# TEXTO DE REFERENCIA
=-=-=
Cuenta la leyenda que Jorge de la Vega, uno de los cuatro fantásticos de la “Nueva Figuración” (los otros eran Luis Felipe Noé, Ernesto Deira y Rómulo Macció, aquella banda de forajidos que dio vuelta como un guante la historia del arte plástico argentino durante los años sesenta) tenía una afición secreta, poco recuperada y de la cual casi nadie se acuerda: escribir canciones y desgranarlas con su guitarra, al principio entre amigos, para ir con el tiempo ganando su público. Cuenta la leyenda, también, que esa afición terminó de cristalizarse a su vuelta de un trip lisérgico por los Estados Unidos; de modo que la veta musical corrió paralela a su torción final hacia el arte pop. Lo que dió como resultado la grabación de un disco en 1968 titulado “El gusanito en persona”, el cual es un eslabón perdido dentro del rock psicodélico argentino.

A diferencia de la exuberancia explosiva de su obra plástica (“Quiero que mis obras choquen con el espectador con la misma intensidad con que chocan todas sus partes entre sí…”) sus canciones comienzan atenuando su virulencia. Son suaves y encantadoras, como susurradas afectivamente entre amigos. La extraordinaria dicción de su voz se expresa con claridad, los motivos de sus letras son gráficos y coloridos. Sin embargo, si uno acerca un poco la lupa se encuentra con recursos que tal vez no sean reconocibles a simple vista, pero que se acoplan de alguna manera con su obra plástica. La canción El gusanito, por ejemplo. Su letra introduce una especie de dislocación espacio-temporal, pero atravesado por una serie de diminutivos que se van enroscando entre sí y en el cual podríamos preguntarnos cual es la referencia primera: ¿El dibujo del gusanito, el gusanito mismo o el mundo del derecho o del revés? Un poco a la manera del “esto es una pipa” de Magritte.

O el tema Proximidad: una especie de canción dadaista de protesta, pero cuya bajada de línea ha sido extirpada, quedando solo una enumeración de procedimientos “sumemonos, adicionemonos, recopilemonos…”, en una suerte de barroquización de consignas como las de “solidaridad” o “participación”, tan de la época. El arte de De la Vega fue siempre conceptual, aunque inevitablemente político.
=-=-=
# DATOS DE LA TAREA
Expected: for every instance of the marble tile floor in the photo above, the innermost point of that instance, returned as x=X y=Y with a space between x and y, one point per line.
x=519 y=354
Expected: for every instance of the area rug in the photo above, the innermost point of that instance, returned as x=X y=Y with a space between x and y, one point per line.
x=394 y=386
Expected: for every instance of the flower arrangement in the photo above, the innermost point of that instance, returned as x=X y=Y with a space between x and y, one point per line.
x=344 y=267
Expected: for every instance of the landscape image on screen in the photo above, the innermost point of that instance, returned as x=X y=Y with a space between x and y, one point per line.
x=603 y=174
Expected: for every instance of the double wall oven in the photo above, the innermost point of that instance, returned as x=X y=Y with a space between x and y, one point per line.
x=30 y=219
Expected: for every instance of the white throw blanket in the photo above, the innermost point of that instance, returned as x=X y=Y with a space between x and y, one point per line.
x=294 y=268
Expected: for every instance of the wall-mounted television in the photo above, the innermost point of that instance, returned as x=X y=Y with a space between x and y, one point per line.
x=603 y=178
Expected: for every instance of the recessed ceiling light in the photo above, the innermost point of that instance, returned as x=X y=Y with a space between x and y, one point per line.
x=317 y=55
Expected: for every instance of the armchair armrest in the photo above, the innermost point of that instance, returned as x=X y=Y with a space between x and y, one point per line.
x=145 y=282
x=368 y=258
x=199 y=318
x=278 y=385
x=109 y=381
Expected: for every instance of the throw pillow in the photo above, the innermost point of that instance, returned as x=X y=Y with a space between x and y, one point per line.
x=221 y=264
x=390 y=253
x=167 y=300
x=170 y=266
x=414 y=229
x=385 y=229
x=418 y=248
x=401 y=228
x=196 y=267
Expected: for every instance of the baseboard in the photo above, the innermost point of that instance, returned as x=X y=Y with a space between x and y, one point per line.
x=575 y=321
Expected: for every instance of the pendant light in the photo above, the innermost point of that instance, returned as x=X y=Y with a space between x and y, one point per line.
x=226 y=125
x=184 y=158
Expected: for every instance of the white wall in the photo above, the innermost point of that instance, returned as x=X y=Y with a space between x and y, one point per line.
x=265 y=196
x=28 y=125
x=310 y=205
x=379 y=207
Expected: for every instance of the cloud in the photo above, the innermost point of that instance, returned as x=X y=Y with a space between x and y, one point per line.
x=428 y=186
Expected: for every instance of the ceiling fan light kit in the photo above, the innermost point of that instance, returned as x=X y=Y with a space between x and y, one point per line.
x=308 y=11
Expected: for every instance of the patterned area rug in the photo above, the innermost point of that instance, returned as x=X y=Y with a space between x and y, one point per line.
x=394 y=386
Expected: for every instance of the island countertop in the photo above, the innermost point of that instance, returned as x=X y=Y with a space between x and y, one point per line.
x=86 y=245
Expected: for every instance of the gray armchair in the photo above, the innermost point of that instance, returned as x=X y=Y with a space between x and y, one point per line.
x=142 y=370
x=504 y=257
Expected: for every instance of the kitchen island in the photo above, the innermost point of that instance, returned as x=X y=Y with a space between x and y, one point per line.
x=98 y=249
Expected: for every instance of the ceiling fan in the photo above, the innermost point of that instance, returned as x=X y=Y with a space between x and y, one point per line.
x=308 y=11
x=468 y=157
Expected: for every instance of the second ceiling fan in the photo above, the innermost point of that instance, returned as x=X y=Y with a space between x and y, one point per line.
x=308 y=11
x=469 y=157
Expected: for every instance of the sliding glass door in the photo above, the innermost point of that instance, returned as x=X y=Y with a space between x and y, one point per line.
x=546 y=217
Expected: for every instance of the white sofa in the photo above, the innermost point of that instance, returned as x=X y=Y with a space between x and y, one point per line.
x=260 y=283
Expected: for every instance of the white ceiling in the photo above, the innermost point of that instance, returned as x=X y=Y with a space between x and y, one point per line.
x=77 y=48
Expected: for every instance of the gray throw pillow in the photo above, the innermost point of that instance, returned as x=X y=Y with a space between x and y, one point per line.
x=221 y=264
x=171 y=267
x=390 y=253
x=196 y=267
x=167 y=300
=-=-=
# TAREAS PENDIENTES
1. Reproduce sin cambios el tramo del listado que empieza en la línea que contiene "Expected: for every instance of the flower" y termina en la línea que contiene "x=603 y=174", con ambas líneas incluidas. No añadas ninguna otra línea.
2. Prosigue el texto sobre la faceta musical de Jorge de la Vega a partir de su última oración.

# RESPUESTAS POR TAREA
1.
Expected: for every instance of the flower arrangement in the photo above, the innermost point of that instance, returned as x=X y=Y with a space between x and y, one point per line.
x=344 y=267
Expected: for every instance of the landscape image on screen in the photo above, the innermost point of that instance, returned as x=X y=Y with a space between x and y, one point per line.
x=603 y=174

2.
Pero como todo “secreto a voces” se cuela por las rendijas de la historia, cuarenta años después el músico, poeta y editor Francisco Garamona a

decidido re-imaginar aquel legendario disco. Además del leve cambio de título: “El gusanito, mucho gusto”, la versión de Garamona respeta las letras y el ritmo pero amplifica algunas concepciones que estaban en gérmen, como la sonoridad psicodélica característica del rock de la época. Y al mismo tiempo atenua la vertiente más cool jazz y la cadencia gobernada por la figura del cantautor que tenía el original (a diferencia de Diamantes en Almívar, en donde continua esa veta crooner de De la Vega). O intercepta, en la misma sincronía que el artista plástico, la balada pop con altas dósis de emocionalidad: La hora de los magos.

En el original, las canciones de De la Vega nunca abandonan del todo ese tono confidencial del que le habla a un publico inmediatamente presente: el público underground de aquella época. Por esa razón, cuando lo escuchamos hoy en día no podemos evitar introducirnos en la intimidad de toda esa geografía emocional: la vanguardia artística y conceptual de la Buenos Aires de fines de los años sesenta. Esas idas y venidas entre el instituto Di Tella a la Galería del Este, pasando por el bar Moderno y el café La Paz.

Pero ha pasado demasiado tiempo… Y mientras escuchamos las estrofas de El gusanito, mucho gusto ¿no es como si tuviera la misión secreta de introducir un anacronismo deliberado, en nuestro presente un poco distópico y cínico?

Pero no tanto para celebrar de forma melancólica un pasado que ya nunca viviremos, sino todo lo contrario. Una celebración en presente, en la cual las formas del arte y de la amistad (y de la cual Garamona mismo es partícipe y anfitrión) se conviertan en una garantía contra la nostalgia.